* [Extracted text]
################

On a near-daily basis I receive emails from people asking me for book recommendations. When I feel equipped to give those recommendations, I am happy to share them (and even have a section of my site dedicated to this).

A little while ago I had a young man write to ask about books on marriage. He told me that he had recently become engaged and that he and his fiancée were eager to prepare themselves. They thought they would do this by reading all of the best books on marriage. He asked specifically for 6-8 books, and said that they intended to read each one of them. It was a noble request made for the best of reasons. But I think it was a mite misguided.

When it comes to books on marriage we are spoiled for choices. I can easily put together a list of 6 or 8 marriage books that are grounded in the Bible and full of godly wisdom. I could probably list another 6 or 8 that may not be quite as strong but still contain plenty of value. And then there are the myriad books that deal with the nuances of marriage—sex, romance, money, conflict, and on and on. Again, we are spoiled for choice and blessed beyond measure.

But it is possible to have too much of a good thing, or at least to partake of too much of a good thing. Reading 6 or 8 books on marriage before exchanging wedding rings may be too much of a good thing.

This is the counsel I gave that young man:

Read one or two books on marriage and maybe even read them out loud together. Consider The Meaning of Marriage and When Sinners Say ‘I Do’, perhaps. It may be wise to read, or at least have ready, a book like Ed Wheat’s Intended for Pleasure which can help with the intricacies and difficulties of the sexual relationship. (Many who don’t have a resource like that in the early days soon wish they did.)

After you’ve settled on your marriage books, find a book or two that address a specific sin or weakness in your life. Or, perhaps even better, books that will motivate you to grow in holiness. R.C. Sproul’s The Holiness of God always tops my list, with Jerry Bridges The Pursuit of Holiness right behind it. Read them too, either alone or individually. After all, personal holiness is a much better gift to bring your new spouse than extensive book-knowledge of the ins and outs of marriage.

################

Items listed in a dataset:

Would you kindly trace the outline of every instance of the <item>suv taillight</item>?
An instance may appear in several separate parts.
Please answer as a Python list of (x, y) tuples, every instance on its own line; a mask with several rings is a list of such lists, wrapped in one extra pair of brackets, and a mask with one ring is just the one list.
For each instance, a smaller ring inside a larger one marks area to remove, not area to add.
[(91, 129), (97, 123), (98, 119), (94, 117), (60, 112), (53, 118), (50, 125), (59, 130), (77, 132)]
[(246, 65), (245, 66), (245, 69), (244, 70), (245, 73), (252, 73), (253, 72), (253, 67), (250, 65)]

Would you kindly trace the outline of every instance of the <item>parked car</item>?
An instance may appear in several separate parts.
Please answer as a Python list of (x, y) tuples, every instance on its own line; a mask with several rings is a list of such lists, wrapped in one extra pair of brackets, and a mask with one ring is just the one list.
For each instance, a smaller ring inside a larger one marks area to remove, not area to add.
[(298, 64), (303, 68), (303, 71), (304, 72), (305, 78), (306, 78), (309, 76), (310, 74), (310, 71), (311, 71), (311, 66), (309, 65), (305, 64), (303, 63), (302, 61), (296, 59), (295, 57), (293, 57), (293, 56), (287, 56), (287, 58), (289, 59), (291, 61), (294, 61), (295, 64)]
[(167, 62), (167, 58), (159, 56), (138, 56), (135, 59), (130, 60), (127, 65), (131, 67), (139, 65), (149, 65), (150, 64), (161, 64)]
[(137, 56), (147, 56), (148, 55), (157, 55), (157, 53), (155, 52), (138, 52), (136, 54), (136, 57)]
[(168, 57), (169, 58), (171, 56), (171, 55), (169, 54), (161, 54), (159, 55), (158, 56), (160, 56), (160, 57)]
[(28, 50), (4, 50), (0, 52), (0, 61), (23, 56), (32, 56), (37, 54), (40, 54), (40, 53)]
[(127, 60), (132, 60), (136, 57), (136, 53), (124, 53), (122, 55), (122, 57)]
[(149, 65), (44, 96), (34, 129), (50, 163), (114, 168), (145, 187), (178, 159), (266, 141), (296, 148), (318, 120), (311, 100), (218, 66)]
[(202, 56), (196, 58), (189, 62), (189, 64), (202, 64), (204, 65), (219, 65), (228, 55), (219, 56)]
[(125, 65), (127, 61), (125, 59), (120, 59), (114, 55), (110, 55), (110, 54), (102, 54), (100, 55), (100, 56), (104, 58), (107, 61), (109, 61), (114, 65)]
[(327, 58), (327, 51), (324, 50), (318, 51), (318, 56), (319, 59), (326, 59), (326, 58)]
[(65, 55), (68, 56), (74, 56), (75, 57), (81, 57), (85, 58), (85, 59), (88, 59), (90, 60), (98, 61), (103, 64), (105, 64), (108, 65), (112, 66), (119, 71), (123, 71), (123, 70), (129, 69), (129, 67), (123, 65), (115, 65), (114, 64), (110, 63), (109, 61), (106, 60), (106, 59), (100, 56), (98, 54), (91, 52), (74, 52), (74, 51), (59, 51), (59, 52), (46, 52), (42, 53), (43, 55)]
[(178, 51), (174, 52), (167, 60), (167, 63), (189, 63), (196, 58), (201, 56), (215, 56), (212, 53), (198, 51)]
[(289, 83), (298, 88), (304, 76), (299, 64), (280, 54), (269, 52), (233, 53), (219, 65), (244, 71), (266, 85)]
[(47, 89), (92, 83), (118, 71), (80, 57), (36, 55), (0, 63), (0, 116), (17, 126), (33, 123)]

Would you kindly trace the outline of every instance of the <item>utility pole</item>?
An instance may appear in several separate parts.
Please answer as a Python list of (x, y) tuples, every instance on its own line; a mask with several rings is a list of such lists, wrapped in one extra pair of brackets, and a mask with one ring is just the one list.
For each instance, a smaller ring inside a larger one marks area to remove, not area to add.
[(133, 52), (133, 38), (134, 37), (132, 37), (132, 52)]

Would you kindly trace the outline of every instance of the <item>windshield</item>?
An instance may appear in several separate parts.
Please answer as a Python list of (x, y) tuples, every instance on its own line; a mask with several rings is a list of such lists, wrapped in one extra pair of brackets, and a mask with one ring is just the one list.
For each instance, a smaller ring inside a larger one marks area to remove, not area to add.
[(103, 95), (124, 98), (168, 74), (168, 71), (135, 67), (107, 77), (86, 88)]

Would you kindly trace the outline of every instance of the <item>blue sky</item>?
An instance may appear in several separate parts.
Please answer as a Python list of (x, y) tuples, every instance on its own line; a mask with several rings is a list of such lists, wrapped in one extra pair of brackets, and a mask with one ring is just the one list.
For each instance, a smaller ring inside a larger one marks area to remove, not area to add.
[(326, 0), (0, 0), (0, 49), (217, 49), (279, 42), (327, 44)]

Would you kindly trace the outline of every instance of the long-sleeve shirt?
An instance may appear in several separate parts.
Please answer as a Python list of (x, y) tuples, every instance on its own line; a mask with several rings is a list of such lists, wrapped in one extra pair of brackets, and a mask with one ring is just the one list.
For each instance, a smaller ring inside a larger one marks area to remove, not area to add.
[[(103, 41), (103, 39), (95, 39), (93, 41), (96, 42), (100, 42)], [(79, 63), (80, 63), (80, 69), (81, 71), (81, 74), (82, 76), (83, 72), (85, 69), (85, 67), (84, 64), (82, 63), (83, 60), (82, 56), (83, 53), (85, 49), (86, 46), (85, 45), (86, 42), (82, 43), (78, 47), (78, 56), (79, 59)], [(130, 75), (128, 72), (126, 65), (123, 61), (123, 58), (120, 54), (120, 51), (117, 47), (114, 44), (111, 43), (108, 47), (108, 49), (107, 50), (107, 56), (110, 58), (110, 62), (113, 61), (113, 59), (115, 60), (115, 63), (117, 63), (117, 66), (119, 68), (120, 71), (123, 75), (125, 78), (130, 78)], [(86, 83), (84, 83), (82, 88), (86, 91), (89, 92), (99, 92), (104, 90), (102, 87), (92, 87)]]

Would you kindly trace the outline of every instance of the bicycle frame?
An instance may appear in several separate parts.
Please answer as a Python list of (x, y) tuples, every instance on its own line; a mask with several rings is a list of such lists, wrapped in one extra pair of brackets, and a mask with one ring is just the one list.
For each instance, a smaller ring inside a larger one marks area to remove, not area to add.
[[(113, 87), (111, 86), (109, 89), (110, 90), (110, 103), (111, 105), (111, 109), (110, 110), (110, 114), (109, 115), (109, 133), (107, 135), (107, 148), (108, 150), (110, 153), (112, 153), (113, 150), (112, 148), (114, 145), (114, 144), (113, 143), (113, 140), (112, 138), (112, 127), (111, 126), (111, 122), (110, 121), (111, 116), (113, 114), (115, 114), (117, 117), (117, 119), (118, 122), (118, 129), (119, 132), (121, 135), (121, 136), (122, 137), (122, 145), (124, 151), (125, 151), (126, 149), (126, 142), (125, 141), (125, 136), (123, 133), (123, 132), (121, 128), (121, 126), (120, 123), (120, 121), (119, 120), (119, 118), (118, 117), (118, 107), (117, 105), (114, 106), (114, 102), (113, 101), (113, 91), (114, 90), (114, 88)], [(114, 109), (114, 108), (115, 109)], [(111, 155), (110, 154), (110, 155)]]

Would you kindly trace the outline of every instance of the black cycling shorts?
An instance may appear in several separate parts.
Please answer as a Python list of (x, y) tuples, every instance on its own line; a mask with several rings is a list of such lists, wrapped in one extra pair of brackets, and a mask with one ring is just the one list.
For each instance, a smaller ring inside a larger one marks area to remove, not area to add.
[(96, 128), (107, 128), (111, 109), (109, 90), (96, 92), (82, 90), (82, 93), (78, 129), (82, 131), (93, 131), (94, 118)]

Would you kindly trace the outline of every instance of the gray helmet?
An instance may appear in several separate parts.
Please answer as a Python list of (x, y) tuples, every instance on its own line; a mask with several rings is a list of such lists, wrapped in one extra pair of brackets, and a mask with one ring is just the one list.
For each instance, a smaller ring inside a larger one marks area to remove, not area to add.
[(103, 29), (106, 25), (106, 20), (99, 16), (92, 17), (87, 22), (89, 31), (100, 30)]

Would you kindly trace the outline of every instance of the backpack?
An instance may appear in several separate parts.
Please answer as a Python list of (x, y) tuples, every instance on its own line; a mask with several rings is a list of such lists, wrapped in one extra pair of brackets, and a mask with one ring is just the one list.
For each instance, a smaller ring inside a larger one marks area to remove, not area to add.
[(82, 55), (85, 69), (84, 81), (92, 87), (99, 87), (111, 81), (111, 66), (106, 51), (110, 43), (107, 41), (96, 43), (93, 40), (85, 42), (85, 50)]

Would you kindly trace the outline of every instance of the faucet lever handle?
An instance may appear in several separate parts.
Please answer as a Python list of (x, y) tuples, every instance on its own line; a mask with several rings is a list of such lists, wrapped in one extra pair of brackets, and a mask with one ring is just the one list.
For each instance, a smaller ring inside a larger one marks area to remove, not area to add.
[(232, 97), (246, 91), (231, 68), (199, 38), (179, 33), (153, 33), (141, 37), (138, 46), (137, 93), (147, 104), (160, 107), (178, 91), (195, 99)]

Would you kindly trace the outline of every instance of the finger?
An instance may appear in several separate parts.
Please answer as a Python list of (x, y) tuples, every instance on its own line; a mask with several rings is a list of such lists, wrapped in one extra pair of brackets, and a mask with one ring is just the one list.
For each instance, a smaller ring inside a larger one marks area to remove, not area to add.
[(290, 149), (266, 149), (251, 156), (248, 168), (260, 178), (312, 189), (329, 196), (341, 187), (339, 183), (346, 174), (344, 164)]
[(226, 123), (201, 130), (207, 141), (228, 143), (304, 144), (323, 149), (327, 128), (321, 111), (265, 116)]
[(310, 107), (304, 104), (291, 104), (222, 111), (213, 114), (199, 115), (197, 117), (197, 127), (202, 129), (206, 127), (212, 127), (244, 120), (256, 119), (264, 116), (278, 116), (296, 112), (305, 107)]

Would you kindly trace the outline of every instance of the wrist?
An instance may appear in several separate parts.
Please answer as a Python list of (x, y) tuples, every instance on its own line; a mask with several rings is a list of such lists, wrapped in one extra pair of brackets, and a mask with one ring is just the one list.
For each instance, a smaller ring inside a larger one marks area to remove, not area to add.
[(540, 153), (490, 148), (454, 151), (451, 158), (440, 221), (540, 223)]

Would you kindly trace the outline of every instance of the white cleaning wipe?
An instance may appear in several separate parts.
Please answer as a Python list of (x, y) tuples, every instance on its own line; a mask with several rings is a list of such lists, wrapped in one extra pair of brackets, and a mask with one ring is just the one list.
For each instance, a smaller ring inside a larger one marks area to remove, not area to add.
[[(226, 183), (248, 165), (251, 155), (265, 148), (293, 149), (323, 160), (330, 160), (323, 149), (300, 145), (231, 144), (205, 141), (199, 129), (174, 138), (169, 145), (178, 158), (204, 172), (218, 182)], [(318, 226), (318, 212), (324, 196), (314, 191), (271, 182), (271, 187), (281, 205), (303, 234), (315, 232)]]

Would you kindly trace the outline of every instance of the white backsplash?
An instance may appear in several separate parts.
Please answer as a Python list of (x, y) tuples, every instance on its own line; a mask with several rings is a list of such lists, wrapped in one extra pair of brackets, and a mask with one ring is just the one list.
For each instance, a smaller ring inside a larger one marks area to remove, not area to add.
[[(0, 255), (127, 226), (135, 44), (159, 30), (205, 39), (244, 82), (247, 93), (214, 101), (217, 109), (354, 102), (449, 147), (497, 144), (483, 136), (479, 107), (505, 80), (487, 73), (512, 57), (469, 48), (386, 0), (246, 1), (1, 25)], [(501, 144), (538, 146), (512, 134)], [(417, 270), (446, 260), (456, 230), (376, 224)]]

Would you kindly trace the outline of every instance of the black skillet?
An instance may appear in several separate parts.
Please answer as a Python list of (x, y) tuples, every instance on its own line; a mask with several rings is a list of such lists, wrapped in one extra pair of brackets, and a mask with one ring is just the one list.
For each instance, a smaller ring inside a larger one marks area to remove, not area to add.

################

* [Written tasks]
1. Print the stretch of the post on marriage books from "When it comes" through "blessed beyond measure.".
2. In the post on marriage books, which book always tops the list of books that motivate growth in holiness?

* [The results]
1.
When it comes to books on marriage we are spoiled for choices. I can easily put together a list of 6 or 8 marriage books that are grounded in the Bible and full of godly wisdom. I could probably list another 6 or 8 that may not be quite as strong but still contain plenty of value. And then there are the myriad books that deal with the nuances of marriage—sex, romance, money, conflict, and on and on. Again, we are spoiled for choice and blessed beyond measure.

2. R.C. Sproul's The Holiness of God.